▸ **EXERCÍCIO 1**
Determine quantas linhas dos registros contêm a palavra "white", diferenciando maiúsculas de minúsculas. Informe apenas o número.

▸ **TRECHO SELECIONADO**
↓↓↓
Músican Escolhida: Straight to Neil – Earnest

03 – EP ADIVINHAR O FUTURO DAS ESTRELAS – SERENO
Essa fita foi meu primeiro contato com os meninos de São Gonçalo, trocando email com o Vinícios pra conseguir comprar a fita, já que o bandcamp só aceitava vender pra gringo. Os riffs vão dando os tons ao longo das músicas, alguns me lembram Yes, mas um Yes menos progressivo e mais Dinosaur Jr. A favorita é “Se Tudo Der Errado”, o refrão “nuvens de fumaça iluminadas de vermelho acima das nossas cabeças, uma banda de noise com garotas tocando três acordes sobre tudo dar errado” sempre me faz sonhar rs, me lembra a letra de “vista seu coração na manga (casiodrone)” do breakup suit, mesmas cores e imagens parecidas.
Música escolhida: Se Tudo Der Errado

04 – EP SHOWER CURTAIN – MARIPOSA/ SHOWER CURTAIN
São duas propostas de produção diferentes, a primeira é inquestionavelmente lo-fi, a segunda mantém um pouco da confortável pegada caseira, mas não parece que você está no quarto da Victoria assistindo ela tocar. No segundo EP — o “Shower Curtain”, as quatro faixas tem praticamente a mesma duração, é muito redondo! Continua com a mesma pegada bedroom pop, as letras são todas em inglês e falam de uma Victoria mais decidida, que está esperando o seu “time to kill”. O primeiro carrega um valor sentimental pra mim, os erros que você não sabe se são propositais deixam tudo despretensioso, composto apenas em voz, violão e um esporádico teclado. Mariposa é a minha favorita, fala de coisas que te perturbam, como um inseto que entrou no seu quarto a noite e não te deixa dormir. Me lembra a coletânea de demos da Dear Nora.
↑↑↑
▸ **EXERCÍCIO 2**
Dê continuidade ao texto de resenhas de EPs, a partir da última frase apresentada.

▸ **DADOS DE TRABALHO**
↓↓↓
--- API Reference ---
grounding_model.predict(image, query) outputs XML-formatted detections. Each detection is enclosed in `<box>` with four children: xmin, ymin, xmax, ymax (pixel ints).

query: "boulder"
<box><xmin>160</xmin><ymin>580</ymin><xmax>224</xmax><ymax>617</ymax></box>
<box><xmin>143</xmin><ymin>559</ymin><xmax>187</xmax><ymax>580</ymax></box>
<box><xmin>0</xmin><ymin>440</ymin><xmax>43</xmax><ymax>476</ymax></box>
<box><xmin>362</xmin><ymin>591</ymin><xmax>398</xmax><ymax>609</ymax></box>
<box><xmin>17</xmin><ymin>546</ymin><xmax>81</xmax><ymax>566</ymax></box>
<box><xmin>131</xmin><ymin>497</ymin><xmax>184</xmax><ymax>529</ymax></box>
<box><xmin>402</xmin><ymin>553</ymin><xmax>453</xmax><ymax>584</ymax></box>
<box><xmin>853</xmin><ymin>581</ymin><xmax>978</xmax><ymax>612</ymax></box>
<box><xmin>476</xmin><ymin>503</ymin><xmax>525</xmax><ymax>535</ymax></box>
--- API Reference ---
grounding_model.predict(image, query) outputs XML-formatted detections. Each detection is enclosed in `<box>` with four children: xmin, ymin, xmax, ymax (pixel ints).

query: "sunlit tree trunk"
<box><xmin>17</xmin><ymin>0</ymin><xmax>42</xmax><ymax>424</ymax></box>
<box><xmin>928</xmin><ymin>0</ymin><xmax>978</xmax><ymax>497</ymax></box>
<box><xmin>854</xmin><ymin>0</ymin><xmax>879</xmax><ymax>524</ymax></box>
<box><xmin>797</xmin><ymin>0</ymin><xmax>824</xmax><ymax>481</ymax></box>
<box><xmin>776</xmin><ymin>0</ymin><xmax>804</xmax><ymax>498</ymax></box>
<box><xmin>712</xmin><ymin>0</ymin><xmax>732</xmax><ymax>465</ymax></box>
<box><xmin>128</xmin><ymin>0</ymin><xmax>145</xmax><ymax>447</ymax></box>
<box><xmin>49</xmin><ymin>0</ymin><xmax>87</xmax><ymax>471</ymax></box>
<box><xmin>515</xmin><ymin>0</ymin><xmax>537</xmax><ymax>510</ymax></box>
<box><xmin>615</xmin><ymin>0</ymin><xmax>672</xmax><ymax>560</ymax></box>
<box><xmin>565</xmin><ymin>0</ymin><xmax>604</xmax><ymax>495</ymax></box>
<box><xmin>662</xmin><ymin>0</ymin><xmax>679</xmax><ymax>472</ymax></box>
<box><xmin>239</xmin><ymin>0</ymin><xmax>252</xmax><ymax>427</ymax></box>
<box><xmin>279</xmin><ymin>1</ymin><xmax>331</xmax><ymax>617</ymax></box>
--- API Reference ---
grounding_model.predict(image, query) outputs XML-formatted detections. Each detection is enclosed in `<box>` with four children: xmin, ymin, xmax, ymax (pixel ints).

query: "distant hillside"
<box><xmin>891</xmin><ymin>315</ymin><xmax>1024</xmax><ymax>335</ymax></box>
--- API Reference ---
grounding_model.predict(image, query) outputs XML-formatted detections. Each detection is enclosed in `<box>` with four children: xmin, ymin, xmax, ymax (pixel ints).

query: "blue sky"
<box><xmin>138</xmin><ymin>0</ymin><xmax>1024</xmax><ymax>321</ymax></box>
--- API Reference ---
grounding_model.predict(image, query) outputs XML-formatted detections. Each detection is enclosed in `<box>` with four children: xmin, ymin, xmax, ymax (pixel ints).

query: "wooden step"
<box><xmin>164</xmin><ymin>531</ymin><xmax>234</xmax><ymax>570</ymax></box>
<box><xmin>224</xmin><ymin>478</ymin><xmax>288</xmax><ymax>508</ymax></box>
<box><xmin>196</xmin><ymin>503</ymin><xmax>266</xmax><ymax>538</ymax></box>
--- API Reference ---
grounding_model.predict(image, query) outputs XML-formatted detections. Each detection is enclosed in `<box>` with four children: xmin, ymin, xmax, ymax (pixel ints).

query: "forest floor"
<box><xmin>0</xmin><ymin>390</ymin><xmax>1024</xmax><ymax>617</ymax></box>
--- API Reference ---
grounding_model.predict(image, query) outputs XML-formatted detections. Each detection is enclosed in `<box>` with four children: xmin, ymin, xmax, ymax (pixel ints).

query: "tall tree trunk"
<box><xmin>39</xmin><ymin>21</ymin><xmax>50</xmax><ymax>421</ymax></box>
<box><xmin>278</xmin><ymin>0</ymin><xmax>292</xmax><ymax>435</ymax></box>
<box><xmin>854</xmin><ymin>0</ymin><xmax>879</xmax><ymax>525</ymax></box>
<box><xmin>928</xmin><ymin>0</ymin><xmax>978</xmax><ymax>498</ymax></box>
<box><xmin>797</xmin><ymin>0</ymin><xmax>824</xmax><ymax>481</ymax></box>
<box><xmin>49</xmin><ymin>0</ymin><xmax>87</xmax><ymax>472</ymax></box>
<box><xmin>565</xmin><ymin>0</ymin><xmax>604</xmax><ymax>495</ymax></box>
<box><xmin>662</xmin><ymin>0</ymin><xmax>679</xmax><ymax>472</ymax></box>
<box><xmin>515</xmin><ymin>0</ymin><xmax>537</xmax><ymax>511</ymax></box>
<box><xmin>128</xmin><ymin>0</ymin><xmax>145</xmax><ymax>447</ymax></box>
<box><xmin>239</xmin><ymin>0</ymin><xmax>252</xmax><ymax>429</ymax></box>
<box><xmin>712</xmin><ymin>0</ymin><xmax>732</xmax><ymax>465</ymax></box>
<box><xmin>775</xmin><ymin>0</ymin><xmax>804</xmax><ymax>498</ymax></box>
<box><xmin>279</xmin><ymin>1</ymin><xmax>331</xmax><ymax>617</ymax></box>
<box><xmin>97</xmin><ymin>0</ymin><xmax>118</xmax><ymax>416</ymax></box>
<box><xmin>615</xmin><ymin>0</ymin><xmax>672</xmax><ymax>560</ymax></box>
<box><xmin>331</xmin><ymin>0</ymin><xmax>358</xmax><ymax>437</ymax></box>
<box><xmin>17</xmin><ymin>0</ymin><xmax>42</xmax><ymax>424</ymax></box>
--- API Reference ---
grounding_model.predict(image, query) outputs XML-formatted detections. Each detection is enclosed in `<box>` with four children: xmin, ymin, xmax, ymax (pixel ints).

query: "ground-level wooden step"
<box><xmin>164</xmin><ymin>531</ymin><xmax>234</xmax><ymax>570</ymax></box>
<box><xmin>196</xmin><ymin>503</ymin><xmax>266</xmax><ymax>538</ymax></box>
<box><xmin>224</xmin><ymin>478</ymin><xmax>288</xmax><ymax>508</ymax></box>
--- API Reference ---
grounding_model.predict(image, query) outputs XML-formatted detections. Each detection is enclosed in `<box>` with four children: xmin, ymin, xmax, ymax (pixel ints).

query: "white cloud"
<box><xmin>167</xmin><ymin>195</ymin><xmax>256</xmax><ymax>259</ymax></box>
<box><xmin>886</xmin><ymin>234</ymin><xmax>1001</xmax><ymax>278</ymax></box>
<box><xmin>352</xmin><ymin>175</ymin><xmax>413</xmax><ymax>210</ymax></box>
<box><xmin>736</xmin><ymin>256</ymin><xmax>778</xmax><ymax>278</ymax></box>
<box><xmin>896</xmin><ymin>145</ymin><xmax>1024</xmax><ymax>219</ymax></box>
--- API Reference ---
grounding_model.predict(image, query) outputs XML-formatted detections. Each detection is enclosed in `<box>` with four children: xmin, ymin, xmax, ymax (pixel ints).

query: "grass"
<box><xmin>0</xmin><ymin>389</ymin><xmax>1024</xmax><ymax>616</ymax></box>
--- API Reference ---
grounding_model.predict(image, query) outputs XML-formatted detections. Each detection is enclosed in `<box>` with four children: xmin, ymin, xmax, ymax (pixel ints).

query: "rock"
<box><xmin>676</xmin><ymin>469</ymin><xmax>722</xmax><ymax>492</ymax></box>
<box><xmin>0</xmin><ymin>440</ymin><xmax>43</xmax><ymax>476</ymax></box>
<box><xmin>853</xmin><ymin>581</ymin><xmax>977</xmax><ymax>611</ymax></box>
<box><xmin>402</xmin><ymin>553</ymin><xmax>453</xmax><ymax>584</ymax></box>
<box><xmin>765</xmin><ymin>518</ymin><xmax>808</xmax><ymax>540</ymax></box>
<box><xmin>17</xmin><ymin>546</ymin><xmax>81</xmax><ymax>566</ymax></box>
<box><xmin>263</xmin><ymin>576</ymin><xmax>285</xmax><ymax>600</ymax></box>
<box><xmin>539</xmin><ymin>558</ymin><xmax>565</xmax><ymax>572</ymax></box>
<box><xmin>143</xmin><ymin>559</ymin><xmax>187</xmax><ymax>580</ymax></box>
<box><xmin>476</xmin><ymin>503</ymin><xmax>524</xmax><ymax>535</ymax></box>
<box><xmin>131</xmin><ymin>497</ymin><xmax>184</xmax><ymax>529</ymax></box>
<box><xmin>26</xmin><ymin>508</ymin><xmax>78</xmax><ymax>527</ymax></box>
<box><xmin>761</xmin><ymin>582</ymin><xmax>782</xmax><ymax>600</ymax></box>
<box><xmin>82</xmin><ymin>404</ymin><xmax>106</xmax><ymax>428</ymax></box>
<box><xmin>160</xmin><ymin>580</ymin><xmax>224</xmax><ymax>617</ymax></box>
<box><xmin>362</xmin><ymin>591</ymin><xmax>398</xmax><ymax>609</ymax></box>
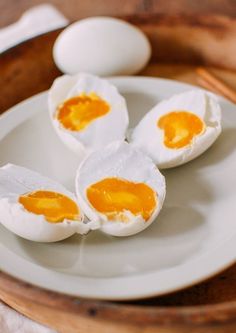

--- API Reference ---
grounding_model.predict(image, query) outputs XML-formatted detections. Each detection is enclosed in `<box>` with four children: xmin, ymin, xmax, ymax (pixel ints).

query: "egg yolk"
<box><xmin>157</xmin><ymin>111</ymin><xmax>204</xmax><ymax>149</ymax></box>
<box><xmin>56</xmin><ymin>93</ymin><xmax>110</xmax><ymax>131</ymax></box>
<box><xmin>19</xmin><ymin>191</ymin><xmax>80</xmax><ymax>223</ymax></box>
<box><xmin>87</xmin><ymin>178</ymin><xmax>157</xmax><ymax>222</ymax></box>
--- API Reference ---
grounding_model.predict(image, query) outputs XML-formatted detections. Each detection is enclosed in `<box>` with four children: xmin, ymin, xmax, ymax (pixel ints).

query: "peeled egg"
<box><xmin>53</xmin><ymin>17</ymin><xmax>151</xmax><ymax>76</ymax></box>
<box><xmin>76</xmin><ymin>142</ymin><xmax>166</xmax><ymax>236</ymax></box>
<box><xmin>48</xmin><ymin>74</ymin><xmax>129</xmax><ymax>157</ymax></box>
<box><xmin>0</xmin><ymin>164</ymin><xmax>89</xmax><ymax>242</ymax></box>
<box><xmin>129</xmin><ymin>90</ymin><xmax>221</xmax><ymax>168</ymax></box>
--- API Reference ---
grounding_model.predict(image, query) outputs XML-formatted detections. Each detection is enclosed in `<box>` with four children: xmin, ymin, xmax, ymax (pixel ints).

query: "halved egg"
<box><xmin>48</xmin><ymin>73</ymin><xmax>129</xmax><ymax>157</ymax></box>
<box><xmin>76</xmin><ymin>142</ymin><xmax>166</xmax><ymax>236</ymax></box>
<box><xmin>0</xmin><ymin>164</ymin><xmax>89</xmax><ymax>242</ymax></box>
<box><xmin>129</xmin><ymin>90</ymin><xmax>221</xmax><ymax>168</ymax></box>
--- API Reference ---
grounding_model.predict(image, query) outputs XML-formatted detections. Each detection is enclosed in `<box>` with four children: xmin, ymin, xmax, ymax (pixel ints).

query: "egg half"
<box><xmin>129</xmin><ymin>90</ymin><xmax>221</xmax><ymax>168</ymax></box>
<box><xmin>48</xmin><ymin>73</ymin><xmax>129</xmax><ymax>158</ymax></box>
<box><xmin>0</xmin><ymin>164</ymin><xmax>89</xmax><ymax>242</ymax></box>
<box><xmin>76</xmin><ymin>142</ymin><xmax>166</xmax><ymax>236</ymax></box>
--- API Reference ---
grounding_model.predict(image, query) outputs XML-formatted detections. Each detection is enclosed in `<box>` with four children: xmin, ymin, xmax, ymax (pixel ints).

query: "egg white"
<box><xmin>0</xmin><ymin>164</ymin><xmax>89</xmax><ymax>242</ymax></box>
<box><xmin>129</xmin><ymin>90</ymin><xmax>221</xmax><ymax>168</ymax></box>
<box><xmin>48</xmin><ymin>73</ymin><xmax>129</xmax><ymax>158</ymax></box>
<box><xmin>76</xmin><ymin>142</ymin><xmax>166</xmax><ymax>236</ymax></box>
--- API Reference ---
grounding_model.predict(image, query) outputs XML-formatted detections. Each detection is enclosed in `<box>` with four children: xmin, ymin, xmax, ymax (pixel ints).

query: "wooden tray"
<box><xmin>0</xmin><ymin>17</ymin><xmax>236</xmax><ymax>333</ymax></box>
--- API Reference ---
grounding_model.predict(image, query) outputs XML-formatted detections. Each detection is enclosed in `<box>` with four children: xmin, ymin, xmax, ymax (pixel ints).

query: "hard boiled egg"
<box><xmin>0</xmin><ymin>164</ymin><xmax>89</xmax><ymax>242</ymax></box>
<box><xmin>48</xmin><ymin>74</ymin><xmax>129</xmax><ymax>157</ymax></box>
<box><xmin>130</xmin><ymin>90</ymin><xmax>221</xmax><ymax>168</ymax></box>
<box><xmin>53</xmin><ymin>17</ymin><xmax>151</xmax><ymax>76</ymax></box>
<box><xmin>76</xmin><ymin>142</ymin><xmax>166</xmax><ymax>236</ymax></box>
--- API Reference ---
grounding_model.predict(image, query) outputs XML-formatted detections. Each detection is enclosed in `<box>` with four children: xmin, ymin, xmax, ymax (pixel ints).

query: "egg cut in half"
<box><xmin>76</xmin><ymin>142</ymin><xmax>166</xmax><ymax>236</ymax></box>
<box><xmin>48</xmin><ymin>73</ymin><xmax>129</xmax><ymax>158</ymax></box>
<box><xmin>129</xmin><ymin>90</ymin><xmax>221</xmax><ymax>168</ymax></box>
<box><xmin>0</xmin><ymin>164</ymin><xmax>89</xmax><ymax>242</ymax></box>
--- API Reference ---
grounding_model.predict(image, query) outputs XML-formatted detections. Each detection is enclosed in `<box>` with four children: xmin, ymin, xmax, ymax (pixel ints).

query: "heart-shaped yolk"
<box><xmin>157</xmin><ymin>111</ymin><xmax>205</xmax><ymax>149</ymax></box>
<box><xmin>19</xmin><ymin>190</ymin><xmax>80</xmax><ymax>223</ymax></box>
<box><xmin>87</xmin><ymin>178</ymin><xmax>157</xmax><ymax>222</ymax></box>
<box><xmin>56</xmin><ymin>93</ymin><xmax>110</xmax><ymax>131</ymax></box>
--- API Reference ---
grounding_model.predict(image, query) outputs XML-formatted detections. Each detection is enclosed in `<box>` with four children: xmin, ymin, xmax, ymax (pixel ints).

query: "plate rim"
<box><xmin>0</xmin><ymin>76</ymin><xmax>236</xmax><ymax>301</ymax></box>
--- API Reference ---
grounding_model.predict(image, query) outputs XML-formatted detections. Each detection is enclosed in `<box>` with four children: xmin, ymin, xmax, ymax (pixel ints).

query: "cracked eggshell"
<box><xmin>129</xmin><ymin>90</ymin><xmax>221</xmax><ymax>168</ymax></box>
<box><xmin>76</xmin><ymin>142</ymin><xmax>166</xmax><ymax>236</ymax></box>
<box><xmin>0</xmin><ymin>164</ymin><xmax>89</xmax><ymax>242</ymax></box>
<box><xmin>48</xmin><ymin>73</ymin><xmax>129</xmax><ymax>160</ymax></box>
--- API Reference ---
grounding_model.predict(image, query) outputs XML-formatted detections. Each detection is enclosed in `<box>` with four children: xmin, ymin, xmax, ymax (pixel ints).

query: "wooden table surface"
<box><xmin>0</xmin><ymin>0</ymin><xmax>236</xmax><ymax>27</ymax></box>
<box><xmin>0</xmin><ymin>0</ymin><xmax>236</xmax><ymax>333</ymax></box>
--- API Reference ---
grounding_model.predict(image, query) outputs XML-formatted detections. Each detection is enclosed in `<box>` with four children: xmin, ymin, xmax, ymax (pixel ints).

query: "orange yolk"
<box><xmin>157</xmin><ymin>111</ymin><xmax>204</xmax><ymax>149</ymax></box>
<box><xmin>87</xmin><ymin>178</ymin><xmax>157</xmax><ymax>222</ymax></box>
<box><xmin>19</xmin><ymin>191</ymin><xmax>80</xmax><ymax>223</ymax></box>
<box><xmin>56</xmin><ymin>93</ymin><xmax>110</xmax><ymax>131</ymax></box>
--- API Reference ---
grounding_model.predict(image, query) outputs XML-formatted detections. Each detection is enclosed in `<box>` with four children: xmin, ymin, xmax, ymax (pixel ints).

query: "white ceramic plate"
<box><xmin>0</xmin><ymin>77</ymin><xmax>236</xmax><ymax>300</ymax></box>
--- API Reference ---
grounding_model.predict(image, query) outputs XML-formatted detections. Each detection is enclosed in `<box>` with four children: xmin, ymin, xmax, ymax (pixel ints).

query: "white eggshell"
<box><xmin>0</xmin><ymin>164</ymin><xmax>89</xmax><ymax>242</ymax></box>
<box><xmin>76</xmin><ymin>142</ymin><xmax>166</xmax><ymax>236</ymax></box>
<box><xmin>129</xmin><ymin>90</ymin><xmax>221</xmax><ymax>168</ymax></box>
<box><xmin>53</xmin><ymin>17</ymin><xmax>151</xmax><ymax>76</ymax></box>
<box><xmin>48</xmin><ymin>73</ymin><xmax>129</xmax><ymax>155</ymax></box>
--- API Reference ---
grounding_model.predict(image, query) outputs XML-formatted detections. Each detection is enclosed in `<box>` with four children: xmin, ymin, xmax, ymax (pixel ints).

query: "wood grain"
<box><xmin>0</xmin><ymin>0</ymin><xmax>236</xmax><ymax>27</ymax></box>
<box><xmin>0</xmin><ymin>11</ymin><xmax>236</xmax><ymax>333</ymax></box>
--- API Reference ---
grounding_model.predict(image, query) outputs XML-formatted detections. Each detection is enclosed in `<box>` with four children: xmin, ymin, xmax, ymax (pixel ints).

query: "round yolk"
<box><xmin>157</xmin><ymin>111</ymin><xmax>204</xmax><ymax>149</ymax></box>
<box><xmin>56</xmin><ymin>93</ymin><xmax>110</xmax><ymax>131</ymax></box>
<box><xmin>19</xmin><ymin>191</ymin><xmax>80</xmax><ymax>223</ymax></box>
<box><xmin>87</xmin><ymin>178</ymin><xmax>157</xmax><ymax>222</ymax></box>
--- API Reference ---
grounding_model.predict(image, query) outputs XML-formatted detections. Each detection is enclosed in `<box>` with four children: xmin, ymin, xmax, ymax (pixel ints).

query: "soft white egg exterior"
<box><xmin>129</xmin><ymin>90</ymin><xmax>221</xmax><ymax>168</ymax></box>
<box><xmin>76</xmin><ymin>142</ymin><xmax>166</xmax><ymax>236</ymax></box>
<box><xmin>48</xmin><ymin>73</ymin><xmax>129</xmax><ymax>159</ymax></box>
<box><xmin>0</xmin><ymin>164</ymin><xmax>88</xmax><ymax>242</ymax></box>
<box><xmin>53</xmin><ymin>17</ymin><xmax>151</xmax><ymax>76</ymax></box>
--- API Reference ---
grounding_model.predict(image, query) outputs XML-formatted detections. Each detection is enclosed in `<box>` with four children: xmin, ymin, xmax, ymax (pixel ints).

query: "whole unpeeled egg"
<box><xmin>53</xmin><ymin>17</ymin><xmax>151</xmax><ymax>76</ymax></box>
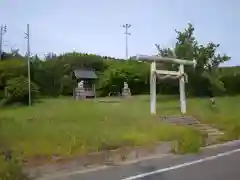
↑↑↑
▸ **RESPOSTA DO EXERCÍCIO 1**
5

▸ **RESPOSTA DO EXERCÍCIO 2**
Música escolhida: EP Mariposa – Mariposa

05 – EP 1982 4 PIECE DEMO – STRAWBERRY SWITCHBLADE
Essas 3 faixas valem mais que o disco dessa dupla escocesa. A mais famosa, Trees and Flowers, que também é a minha favorita, tem uma vibe meio The Sound of Silence na versão do Simon and Garfunkel, sendo soturna e meio fantasmagórica, ainda assim, traz uma atmosfera post-punk no baixo. As letras de Go Away e Trees and Flowers trazem uma mistura de tristeza e raiva, com ódio do mundo e o sentimento de incompreensão, enquanto Spanish Song traz aquela inocência que a gente vê nas letras do Beat Happening, minha banda favorita. Não posso deixar de falar do visual, o vestido de bolinhas, ou o estilo POLKA DOTS PUNK, como explica Sam Knee, é maravilhoso. Ao mesmo tempo que é algo meio boneca de porcelana, tem o delineado da Siouxsie nos olhos e uma estética creepy pelo exagero, é tudo pra mim, vou costurar um look desses um dia.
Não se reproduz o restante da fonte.